» SHORT PROBLEM
Write out only the tail of the records, beginning at the line containing "Note: in this drill the class marks the alloy" and including the last line, exactly as written.

— BEGIN MATERIAL PROVIDED —

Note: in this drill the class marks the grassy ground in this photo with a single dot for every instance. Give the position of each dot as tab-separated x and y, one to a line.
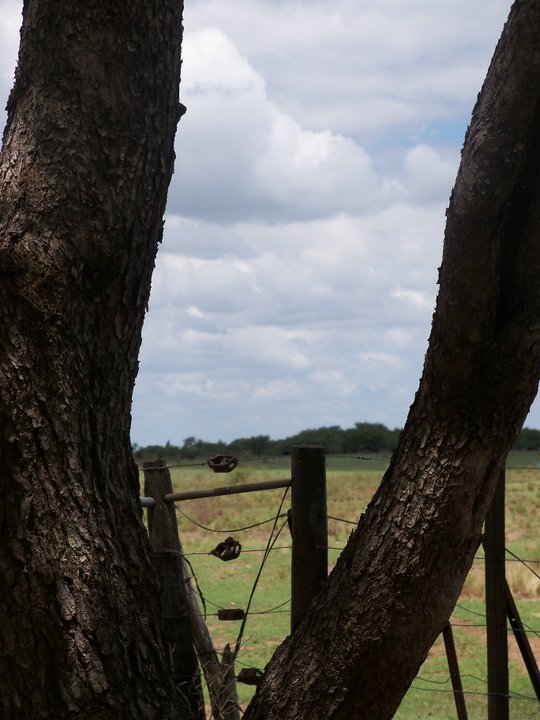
351	483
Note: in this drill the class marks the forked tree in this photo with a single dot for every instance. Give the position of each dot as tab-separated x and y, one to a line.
84	171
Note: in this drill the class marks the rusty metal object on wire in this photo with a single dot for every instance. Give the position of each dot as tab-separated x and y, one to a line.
229	549
222	463
231	614
250	676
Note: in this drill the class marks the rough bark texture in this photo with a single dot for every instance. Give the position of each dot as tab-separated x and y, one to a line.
84	171
394	587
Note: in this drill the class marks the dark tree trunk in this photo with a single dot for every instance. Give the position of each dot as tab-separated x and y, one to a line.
394	587
84	172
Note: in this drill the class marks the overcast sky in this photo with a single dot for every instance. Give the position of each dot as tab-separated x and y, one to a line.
297	278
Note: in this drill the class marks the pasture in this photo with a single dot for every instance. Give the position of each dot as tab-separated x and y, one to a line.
250	518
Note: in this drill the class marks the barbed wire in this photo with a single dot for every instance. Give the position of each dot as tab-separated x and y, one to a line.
271	542
524	562
229	531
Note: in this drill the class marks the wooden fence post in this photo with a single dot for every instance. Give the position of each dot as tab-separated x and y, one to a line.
309	528
165	542
497	640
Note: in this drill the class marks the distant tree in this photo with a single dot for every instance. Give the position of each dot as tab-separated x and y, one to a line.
355	653
528	439
84	169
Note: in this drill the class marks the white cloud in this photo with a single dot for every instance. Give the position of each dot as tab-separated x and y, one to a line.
297	278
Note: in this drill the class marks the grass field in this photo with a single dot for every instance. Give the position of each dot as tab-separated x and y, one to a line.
350	484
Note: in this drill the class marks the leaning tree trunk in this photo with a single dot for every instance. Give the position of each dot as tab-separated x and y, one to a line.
395	585
84	172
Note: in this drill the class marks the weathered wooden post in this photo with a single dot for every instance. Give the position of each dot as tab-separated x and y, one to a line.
165	542
497	640
455	676
309	528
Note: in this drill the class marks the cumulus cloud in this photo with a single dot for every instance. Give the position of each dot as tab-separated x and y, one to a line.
297	278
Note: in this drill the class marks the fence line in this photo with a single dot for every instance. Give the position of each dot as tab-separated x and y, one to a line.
497	698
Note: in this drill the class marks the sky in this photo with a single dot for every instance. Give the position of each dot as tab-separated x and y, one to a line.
296	282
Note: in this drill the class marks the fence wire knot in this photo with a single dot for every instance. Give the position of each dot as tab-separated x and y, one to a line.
229	549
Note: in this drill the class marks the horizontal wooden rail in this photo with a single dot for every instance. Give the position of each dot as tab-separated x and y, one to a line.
228	490
147	502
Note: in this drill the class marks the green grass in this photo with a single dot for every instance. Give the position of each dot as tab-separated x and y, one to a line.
351	483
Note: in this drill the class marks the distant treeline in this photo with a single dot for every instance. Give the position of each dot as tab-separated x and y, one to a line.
362	438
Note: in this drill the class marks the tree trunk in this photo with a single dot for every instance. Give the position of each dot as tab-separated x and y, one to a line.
84	172
394	587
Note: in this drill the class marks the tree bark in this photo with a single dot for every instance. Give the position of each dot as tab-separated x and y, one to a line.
84	172
394	587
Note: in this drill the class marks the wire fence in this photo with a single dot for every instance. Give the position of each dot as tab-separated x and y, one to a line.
427	681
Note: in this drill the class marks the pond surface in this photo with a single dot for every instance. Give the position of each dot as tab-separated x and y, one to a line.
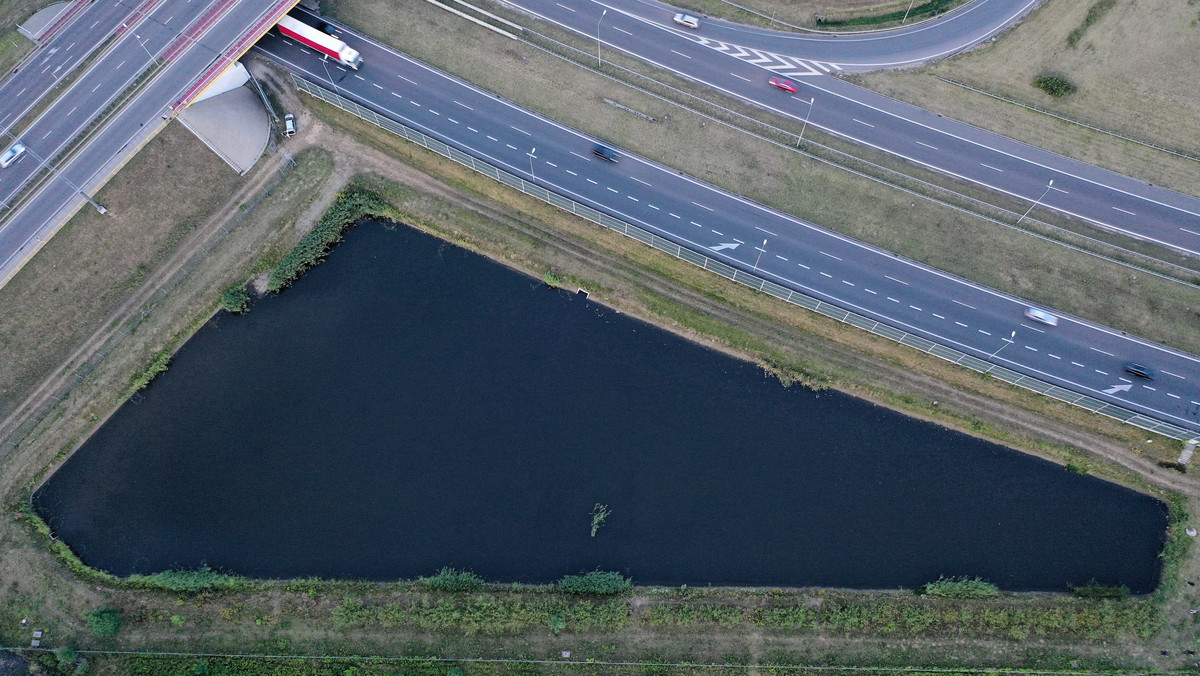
409	405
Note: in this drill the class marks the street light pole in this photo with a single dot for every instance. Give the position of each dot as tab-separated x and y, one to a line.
598	36
138	40
66	180
811	102
1038	201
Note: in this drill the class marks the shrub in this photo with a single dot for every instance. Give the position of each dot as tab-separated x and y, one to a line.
235	300
1055	85
189	581
597	582
961	588
1093	590
157	366
353	204
105	622
66	654
450	580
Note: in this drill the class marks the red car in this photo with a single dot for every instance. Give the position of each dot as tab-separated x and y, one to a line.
783	83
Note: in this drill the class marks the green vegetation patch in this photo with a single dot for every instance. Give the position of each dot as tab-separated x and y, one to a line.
352	204
157	365
960	587
190	581
1095	13
235	300
450	580
105	622
597	582
485	615
930	9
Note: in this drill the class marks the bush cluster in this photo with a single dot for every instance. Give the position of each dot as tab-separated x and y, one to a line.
189	581
157	365
105	622
597	582
484	615
961	588
235	299
1055	85
352	204
450	580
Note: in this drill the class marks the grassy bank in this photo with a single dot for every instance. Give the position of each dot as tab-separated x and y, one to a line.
1138	88
179	612
832	197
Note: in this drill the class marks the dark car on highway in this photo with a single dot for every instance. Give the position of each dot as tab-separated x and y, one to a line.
605	153
1140	371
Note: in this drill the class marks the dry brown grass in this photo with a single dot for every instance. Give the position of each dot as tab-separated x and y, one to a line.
489	217
1079	285
1137	75
69	289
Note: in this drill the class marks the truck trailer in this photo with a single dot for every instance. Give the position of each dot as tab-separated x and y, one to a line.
327	45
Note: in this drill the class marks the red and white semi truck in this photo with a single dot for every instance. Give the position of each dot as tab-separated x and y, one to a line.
321	41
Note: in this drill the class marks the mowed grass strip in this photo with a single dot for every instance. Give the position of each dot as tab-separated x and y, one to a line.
947	239
13	47
1135	69
796	345
93	264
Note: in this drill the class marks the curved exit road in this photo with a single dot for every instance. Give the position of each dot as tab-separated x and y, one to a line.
737	61
1077	354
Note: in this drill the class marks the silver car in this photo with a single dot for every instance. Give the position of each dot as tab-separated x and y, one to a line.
15	151
1042	316
687	21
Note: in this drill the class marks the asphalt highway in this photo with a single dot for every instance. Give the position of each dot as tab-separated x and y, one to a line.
95	90
27	229
955	312
58	58
1104	198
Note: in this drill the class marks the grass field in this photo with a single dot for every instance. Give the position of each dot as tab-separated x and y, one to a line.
1135	70
109	256
1015	263
708	626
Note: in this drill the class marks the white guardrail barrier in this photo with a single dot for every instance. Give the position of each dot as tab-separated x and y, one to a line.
755	282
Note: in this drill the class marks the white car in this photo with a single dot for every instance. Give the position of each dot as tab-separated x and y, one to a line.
11	155
687	21
1042	316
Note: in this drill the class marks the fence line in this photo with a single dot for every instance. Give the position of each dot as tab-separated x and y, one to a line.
586	663
753	281
133	321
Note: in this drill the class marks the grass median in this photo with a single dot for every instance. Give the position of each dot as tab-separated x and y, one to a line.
781	627
1013	262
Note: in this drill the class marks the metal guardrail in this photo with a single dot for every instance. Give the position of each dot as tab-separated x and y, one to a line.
1069	120
753	281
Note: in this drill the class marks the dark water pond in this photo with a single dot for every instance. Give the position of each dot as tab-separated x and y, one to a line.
409	406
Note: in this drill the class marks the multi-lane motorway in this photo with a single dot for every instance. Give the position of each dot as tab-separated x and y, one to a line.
876	283
738	61
165	31
59	57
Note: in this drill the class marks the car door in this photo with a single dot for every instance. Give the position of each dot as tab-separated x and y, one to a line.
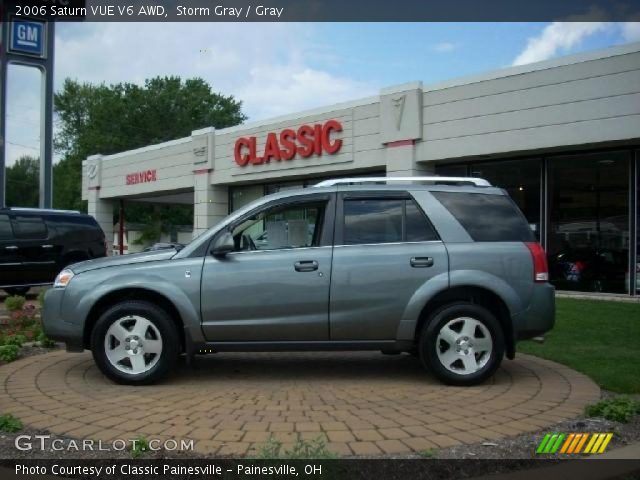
10	261
36	251
385	250
275	285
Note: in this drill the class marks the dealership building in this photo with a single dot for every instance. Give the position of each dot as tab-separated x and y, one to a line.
561	136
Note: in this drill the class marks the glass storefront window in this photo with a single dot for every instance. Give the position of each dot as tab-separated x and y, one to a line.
241	196
636	267
521	179
588	233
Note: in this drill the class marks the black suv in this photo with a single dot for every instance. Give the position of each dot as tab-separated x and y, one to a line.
35	244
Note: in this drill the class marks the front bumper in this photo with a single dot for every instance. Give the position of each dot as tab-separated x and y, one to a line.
55	327
540	317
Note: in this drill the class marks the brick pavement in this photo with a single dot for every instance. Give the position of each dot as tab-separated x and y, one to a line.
361	403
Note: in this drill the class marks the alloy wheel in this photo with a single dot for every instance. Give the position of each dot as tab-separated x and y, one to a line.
133	344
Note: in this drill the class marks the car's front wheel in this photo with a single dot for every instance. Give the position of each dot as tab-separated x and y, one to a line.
135	343
22	291
462	344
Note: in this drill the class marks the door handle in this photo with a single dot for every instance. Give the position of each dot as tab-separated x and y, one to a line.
305	266
421	262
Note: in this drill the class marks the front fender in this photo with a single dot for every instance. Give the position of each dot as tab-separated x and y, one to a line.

— END MATERIAL PROVIDED —

» ANSWER TO THE TASK
Note: in this drill the class marks the alloy wheel in this photo with a single dot for every instance. Give the position of each dot as tab-separated x and y, one to a line.
133	344
Note: in this drill the class marks the car's front wheel in this photo with a single dot for every instance. Give the position of each dot as tab-separated x and y, one to a line.
135	343
22	291
462	344
Note: in this drill the class marks the door handle in this photo with a single dot for every instance. Give the position of each dot as tab-separated x and y, one to a line.
305	266
421	262
Note: in this drill the class marks the front fender in this photo with a single dot for every instance. Give the position of each dot as tab-separated x and y, one to a line.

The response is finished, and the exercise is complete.